### THE PROBLEM
Copy out every one of the entries below word for word, without the pictures.
=== Section Start ===
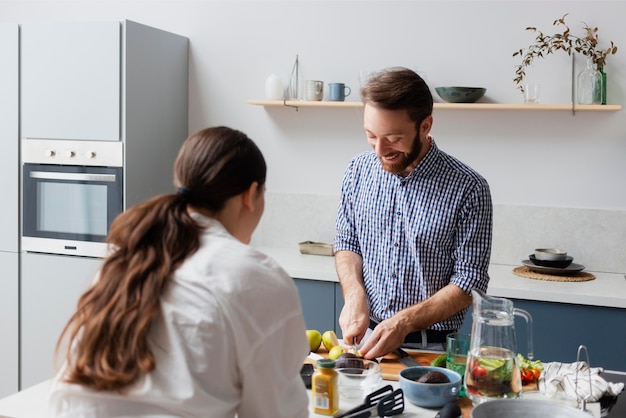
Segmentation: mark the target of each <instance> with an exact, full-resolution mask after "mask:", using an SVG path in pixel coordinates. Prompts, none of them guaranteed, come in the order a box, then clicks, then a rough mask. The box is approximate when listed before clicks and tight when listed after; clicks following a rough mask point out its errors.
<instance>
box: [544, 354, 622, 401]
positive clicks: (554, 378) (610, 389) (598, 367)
mask: <svg viewBox="0 0 626 418" xmlns="http://www.w3.org/2000/svg"><path fill="white" fill-rule="evenodd" d="M543 367H544V370H543V373H541V377H540V378H539V381H538V383H537V386H538V389H539V391H540V392H542V393H543V394H544V395H547V396H551V397H565V398H567V399H571V400H573V401H578V400H582V399H585V397H587V396H588V395H589V391H590V390H591V396H590V397H589V398H587V402H597V401H599V400H600V398H602V397H603V396H605V395H606V396H617V395H619V394H620V393H621V392H622V390H624V383H621V382H620V383H613V382H607V381H606V380H604V379H603V378H602V377H600V373H601V372H602V371H603V370H604V369H603V368H602V367H589V366H588V365H587V363H586V362H584V361H580V362H575V363H559V362H552V363H544V364H543ZM577 370H578V388H577V387H576V371H577ZM590 373H591V377H590ZM590 379H591V388H590V387H589V380H590ZM577 390H578V396H577V393H576V391H577Z"/></svg>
=== Section End ===
### RESPONSE BELOW
Segmentation: mark the target of each <instance> with an exact, full-resolution mask after "mask:", using an SVG path in pixel coordinates. Prompts, none of them guaranteed, come in the order a box, then clicks, then a rough mask. The box is approximate when listed before clicks and tight when listed after; clicks following a rough mask point out its errors.
<instance>
box: [544, 354, 622, 401]
positive clicks: (554, 378) (610, 389) (598, 367)
mask: <svg viewBox="0 0 626 418" xmlns="http://www.w3.org/2000/svg"><path fill="white" fill-rule="evenodd" d="M543 367H544V370H543V373H541V377H540V378H539V381H538V383H537V386H538V389H539V391H540V392H542V393H543V394H544V395H547V396H551V397H565V398H567V399H571V400H573V401H578V400H582V399H585V397H587V396H588V395H589V391H590V390H591V396H590V397H589V398H587V402H597V401H599V400H600V398H602V397H603V396H605V395H606V396H617V395H619V394H620V393H621V392H622V390H624V383H621V382H620V383H613V382H607V381H606V380H604V379H603V378H602V377H600V373H601V372H602V371H603V370H604V369H603V368H602V367H589V366H588V365H587V363H586V362H584V361H580V362H575V363H559V362H552V363H544V364H543ZM577 370H578V388H577V387H576V371H577ZM590 373H591V377H590ZM590 379H591V388H590V387H589V380H590ZM577 390H578V396H577V393H576V391H577Z"/></svg>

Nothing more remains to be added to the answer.